▶ Work item: Tell how many lines in these records contain the string "second", with only the number as the reply.

▶ Saved entries:
◇ ◇ ◇ ◇ ◇

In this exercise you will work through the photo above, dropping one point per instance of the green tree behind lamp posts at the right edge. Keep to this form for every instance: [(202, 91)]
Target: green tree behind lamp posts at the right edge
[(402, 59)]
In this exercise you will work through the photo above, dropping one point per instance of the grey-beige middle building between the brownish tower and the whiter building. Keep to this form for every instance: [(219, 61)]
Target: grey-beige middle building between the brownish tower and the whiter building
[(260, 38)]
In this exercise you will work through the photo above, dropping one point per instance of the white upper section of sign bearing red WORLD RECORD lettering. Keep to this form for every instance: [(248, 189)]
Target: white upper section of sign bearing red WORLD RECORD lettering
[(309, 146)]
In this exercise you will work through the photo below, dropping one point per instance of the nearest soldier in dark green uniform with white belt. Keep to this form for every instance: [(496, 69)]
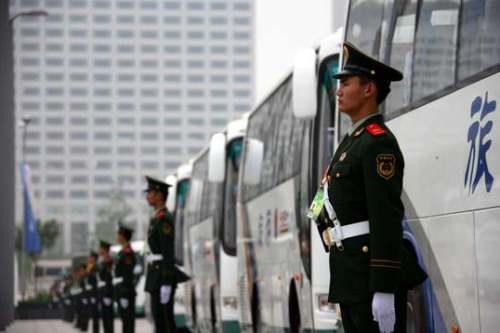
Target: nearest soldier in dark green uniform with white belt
[(370, 268)]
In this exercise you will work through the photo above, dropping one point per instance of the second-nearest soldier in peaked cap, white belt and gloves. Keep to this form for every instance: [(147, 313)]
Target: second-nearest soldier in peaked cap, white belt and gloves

◇ ◇ ◇ ◇ ◇

▶ Problem solution: 2